- TEXT FOR ANALYSIS

━━━━━━━━━━━━━━━━━━━━

Use Spread to test commands in documentation

It’s challenging to keep documentation in sync with products as they evolve. This process is aided by Spread, a test distributor that can work through your documentation and report failures in GitHub workflows.

By using Spread tests, you can rely on the tests as the source of truth for commands in your documentation, enabling fully tested documentation at build time.

What you’ll need

Warning

Spread requires elevated permissions to run as root. Use the Go install method recommended in the Spread README to install Spread.

Create a test suite

From the root of your project, create the file spread.yaml and insert the following contents:

project_name/spread.yaml
project: project_name

path: /project_name

Match the project name to your main directory’s name. The path designates the directory where the Spread materials exist.

So that Spread knows about your tests, add the following section to the end of spread.yaml:

project_name/spread.yaml
project: project_name

path: /project_name

suites:
  tests/spread/:
    summary: example test
    systems:
      - ubuntu-24.04-64

The suites section is how you tell Spread about the various Spread tests in your project along with the systems you want Spread to use. In this example, Spread looks for tests in the project_name/tests/spread directory and runs them on Ubuntu 24.04. If you create a new task.yaml file in a different directory, remember to add a corresponding suite for it in spread.yaml.

━━━━━━━━━━━━━━━━━━━━

- PROVIDED DATA
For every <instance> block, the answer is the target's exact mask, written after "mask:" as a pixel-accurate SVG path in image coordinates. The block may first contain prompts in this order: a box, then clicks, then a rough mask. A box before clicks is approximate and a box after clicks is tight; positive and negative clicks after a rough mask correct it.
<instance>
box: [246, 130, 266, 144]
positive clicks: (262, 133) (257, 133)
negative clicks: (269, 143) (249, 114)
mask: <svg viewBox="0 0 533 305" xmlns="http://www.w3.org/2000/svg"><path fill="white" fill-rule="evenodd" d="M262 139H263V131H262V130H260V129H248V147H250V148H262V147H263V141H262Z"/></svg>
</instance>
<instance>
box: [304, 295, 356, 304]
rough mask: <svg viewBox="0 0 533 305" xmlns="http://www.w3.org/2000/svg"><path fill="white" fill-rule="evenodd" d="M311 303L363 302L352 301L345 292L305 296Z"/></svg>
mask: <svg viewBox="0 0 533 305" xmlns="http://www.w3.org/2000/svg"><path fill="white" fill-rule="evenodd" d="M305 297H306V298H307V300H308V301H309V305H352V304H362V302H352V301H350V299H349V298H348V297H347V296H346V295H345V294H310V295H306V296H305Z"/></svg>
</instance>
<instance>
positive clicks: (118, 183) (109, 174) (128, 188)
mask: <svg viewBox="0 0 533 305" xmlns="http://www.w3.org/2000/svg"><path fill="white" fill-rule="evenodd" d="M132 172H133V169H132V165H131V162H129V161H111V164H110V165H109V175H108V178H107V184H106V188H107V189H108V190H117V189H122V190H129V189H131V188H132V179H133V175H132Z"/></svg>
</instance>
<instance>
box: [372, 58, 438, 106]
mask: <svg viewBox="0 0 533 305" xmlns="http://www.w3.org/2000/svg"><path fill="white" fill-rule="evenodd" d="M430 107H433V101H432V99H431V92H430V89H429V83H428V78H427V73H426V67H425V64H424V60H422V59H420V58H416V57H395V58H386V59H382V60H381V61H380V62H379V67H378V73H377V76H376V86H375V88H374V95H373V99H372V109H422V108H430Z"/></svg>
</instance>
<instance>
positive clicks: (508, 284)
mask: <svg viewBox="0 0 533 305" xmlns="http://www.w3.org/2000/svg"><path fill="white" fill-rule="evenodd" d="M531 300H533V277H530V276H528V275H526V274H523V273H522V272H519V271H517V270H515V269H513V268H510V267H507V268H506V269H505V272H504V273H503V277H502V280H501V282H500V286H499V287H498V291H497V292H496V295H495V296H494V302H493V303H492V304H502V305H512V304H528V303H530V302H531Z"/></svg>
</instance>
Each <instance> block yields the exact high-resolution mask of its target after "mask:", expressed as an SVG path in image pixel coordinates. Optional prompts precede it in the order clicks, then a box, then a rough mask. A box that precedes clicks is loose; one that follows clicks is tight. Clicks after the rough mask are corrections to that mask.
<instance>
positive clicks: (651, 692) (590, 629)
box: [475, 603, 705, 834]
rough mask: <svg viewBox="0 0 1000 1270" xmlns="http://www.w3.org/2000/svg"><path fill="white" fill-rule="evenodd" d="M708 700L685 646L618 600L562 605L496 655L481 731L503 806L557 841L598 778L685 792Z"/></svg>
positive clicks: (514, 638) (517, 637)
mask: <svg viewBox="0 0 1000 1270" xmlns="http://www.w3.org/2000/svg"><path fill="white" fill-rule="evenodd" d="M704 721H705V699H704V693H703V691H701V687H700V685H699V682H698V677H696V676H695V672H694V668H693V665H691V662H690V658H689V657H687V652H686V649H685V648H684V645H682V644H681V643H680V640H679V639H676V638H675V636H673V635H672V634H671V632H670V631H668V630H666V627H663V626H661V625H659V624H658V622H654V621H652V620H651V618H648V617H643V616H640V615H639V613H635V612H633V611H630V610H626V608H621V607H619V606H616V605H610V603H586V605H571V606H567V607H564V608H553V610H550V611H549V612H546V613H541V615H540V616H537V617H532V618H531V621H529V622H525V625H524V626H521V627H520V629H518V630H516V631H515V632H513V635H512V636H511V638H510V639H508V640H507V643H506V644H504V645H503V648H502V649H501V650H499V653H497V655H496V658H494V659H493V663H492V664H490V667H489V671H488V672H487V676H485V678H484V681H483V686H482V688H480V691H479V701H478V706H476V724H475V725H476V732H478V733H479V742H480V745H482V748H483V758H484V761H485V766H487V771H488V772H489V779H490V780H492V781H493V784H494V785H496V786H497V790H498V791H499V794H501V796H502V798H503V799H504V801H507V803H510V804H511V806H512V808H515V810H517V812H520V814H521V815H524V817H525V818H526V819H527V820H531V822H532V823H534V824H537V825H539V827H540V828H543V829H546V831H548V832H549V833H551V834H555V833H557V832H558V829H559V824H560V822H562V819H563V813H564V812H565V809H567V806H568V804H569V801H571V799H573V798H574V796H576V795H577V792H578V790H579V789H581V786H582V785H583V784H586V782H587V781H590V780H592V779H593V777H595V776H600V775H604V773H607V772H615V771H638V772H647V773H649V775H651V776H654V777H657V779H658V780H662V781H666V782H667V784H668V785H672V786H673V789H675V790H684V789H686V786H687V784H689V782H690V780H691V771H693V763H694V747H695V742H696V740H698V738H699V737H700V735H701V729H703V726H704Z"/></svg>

━━━━━━━━━━━━━━━━━━━━

- TASK A
Rewrite the Spread guide from "Spread requires elevated" to "Spread materials exist.", putting "administrator privileges" in place of "elevated permissions".
- TASK B
Answer these questions from the Spread guide:
(i) Where does Spread report failures?
(ii) Which method should be used to install Spread?
(iii) In the example suites section, which directory does Spread search for tests?

- WRITTEN REPLY A
Spread requires administrator privileges to run as root. Use the Go install method recommended in the Spread README to install Spread.

Create a test suite

From the root of your project, create the file spread.yaml and insert the following contents:

project_name/spread.yaml
project: project_name

path: /project_name

Match the project name to your main directory’s name. The path designates the directory where the Spread materials exist.

- WRITTEN REPLY B
(i) In GitHub workflows.
(ii) The Go install method recommended in the Spread README.
(iii) The project_name/tests/spread directory.